▶ Work required
Keep the pictures out, please, and set down every record exactly.

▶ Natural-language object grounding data
<<<<

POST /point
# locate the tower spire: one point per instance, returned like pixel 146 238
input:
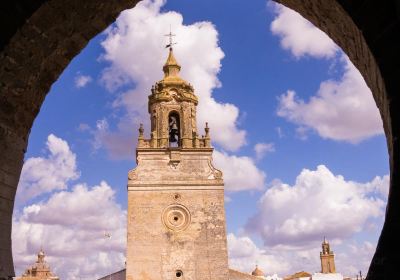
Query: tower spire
pixel 171 67
pixel 170 35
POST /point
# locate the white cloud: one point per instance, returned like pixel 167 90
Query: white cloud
pixel 134 47
pixel 300 36
pixel 45 174
pixel 342 110
pixel 240 172
pixel 244 255
pixel 318 204
pixel 356 256
pixel 82 80
pixel 71 227
pixel 261 149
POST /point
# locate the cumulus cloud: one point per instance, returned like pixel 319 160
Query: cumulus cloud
pixel 134 47
pixel 261 149
pixel 240 172
pixel 244 254
pixel 52 172
pixel 342 110
pixel 82 80
pixel 318 204
pixel 300 36
pixel 72 226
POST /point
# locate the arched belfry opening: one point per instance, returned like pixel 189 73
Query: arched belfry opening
pixel 370 45
pixel 174 129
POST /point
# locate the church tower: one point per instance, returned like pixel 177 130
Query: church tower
pixel 327 258
pixel 176 216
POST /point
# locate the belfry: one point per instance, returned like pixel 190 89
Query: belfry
pixel 176 216
pixel 327 258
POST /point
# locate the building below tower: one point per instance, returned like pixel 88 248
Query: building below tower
pixel 38 271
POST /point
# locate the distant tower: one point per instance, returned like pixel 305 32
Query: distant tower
pixel 327 258
pixel 176 216
pixel 258 273
pixel 39 271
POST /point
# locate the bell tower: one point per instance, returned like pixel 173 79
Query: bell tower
pixel 176 216
pixel 327 258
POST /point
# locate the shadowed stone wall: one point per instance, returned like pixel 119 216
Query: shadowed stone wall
pixel 39 39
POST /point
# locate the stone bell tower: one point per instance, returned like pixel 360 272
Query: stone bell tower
pixel 176 216
pixel 327 258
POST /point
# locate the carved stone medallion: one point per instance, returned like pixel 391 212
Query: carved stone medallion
pixel 176 217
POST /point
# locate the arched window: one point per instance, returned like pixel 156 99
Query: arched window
pixel 174 129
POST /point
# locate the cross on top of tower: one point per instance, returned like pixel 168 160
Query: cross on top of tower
pixel 170 35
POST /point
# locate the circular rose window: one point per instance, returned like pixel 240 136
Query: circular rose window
pixel 176 217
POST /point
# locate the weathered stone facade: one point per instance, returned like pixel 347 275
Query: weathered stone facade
pixel 34 52
pixel 176 216
pixel 39 271
pixel 327 258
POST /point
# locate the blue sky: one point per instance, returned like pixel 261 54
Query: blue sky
pixel 266 78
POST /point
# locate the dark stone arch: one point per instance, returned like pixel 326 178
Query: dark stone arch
pixel 40 38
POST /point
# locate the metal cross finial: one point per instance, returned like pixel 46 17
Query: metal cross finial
pixel 170 35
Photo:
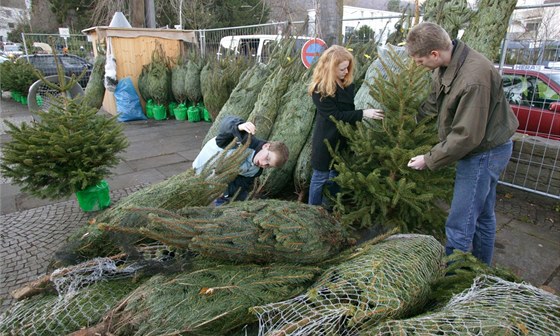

>>>>

▶ Written solution
POST /point
# locate the tower spire: one point per instance, returned like pixel 146 238
input:
Query: tower spire
pixel 171 67
pixel 170 35
POST /point
# locate the white cloud: one point per instance, returned like pixel 167 90
Query: white cloud
pixel 134 47
pixel 300 36
pixel 45 174
pixel 342 110
pixel 240 172
pixel 244 255
pixel 318 204
pixel 356 256
pixel 82 80
pixel 71 227
pixel 261 149
POST /point
# locate the cumulus cloud: one point per instance, returned like pixel 319 160
Query: cumulus cloud
pixel 134 47
pixel 261 149
pixel 240 172
pixel 244 254
pixel 52 172
pixel 342 110
pixel 82 80
pixel 318 204
pixel 300 36
pixel 72 226
POST /point
# locate the arched belfry opening: one point per instance, returned like pixel 189 73
Query: arched belfry opening
pixel 370 45
pixel 174 129
POST /point
# locate the church tower: one point per instance, returned like pixel 177 130
Query: church tower
pixel 327 258
pixel 176 216
POST /point
# locate the belfry: one point per instance, returned like pixel 190 89
Query: belfry
pixel 176 216
pixel 327 258
POST /point
# locate the building below tower: one point per instance, returned like pixel 88 248
Query: building below tower
pixel 38 271
POST /point
# locate the distant tower: one point per instance, returned like pixel 305 32
Query: distant tower
pixel 327 258
pixel 176 216
pixel 258 273
pixel 39 271
POST /point
# locate the bell tower: one point per instance, returned like pixel 173 79
Query: bell tower
pixel 176 216
pixel 327 258
POST /point
# locate the shadowed stone wall: one point per instance, returned like pixel 119 216
Query: shadowed stone wall
pixel 39 39
POST /point
# locate the stone bell tower: one point per instance, returned like pixel 360 272
Query: stone bell tower
pixel 176 216
pixel 327 258
POST /point
# locate the carved stone medallion: one point per instance, returned like pixel 391 212
Query: carved stone medallion
pixel 176 217
POST /point
# locate the arched window: one point per instance, returned like pixel 156 99
Query: arched window
pixel 174 129
POST /point
# locate the cross on top of tower: one point per instance, returned like pixel 168 160
Query: cross on top of tower
pixel 170 35
POST /point
# locate the circular rose window: one point per instance, returned like pixel 240 136
Query: circular rose window
pixel 176 217
POST /point
# locate the weathered stone facade: one point per instance, returned like pixel 347 275
Query: weathered stone facade
pixel 34 52
pixel 176 216
pixel 39 271
pixel 327 258
POST /point
# locate the blue sky: one point per instance, returned like pixel 261 54
Query: blue sky
pixel 266 78
POST /point
# locate the dark stone arch: one point per instance, returned like pixel 326 178
Query: dark stone arch
pixel 40 38
POST /point
# locate the metal cross finial: one point per instance, returned like pixel 46 17
Query: metal cross finial
pixel 170 35
Photo:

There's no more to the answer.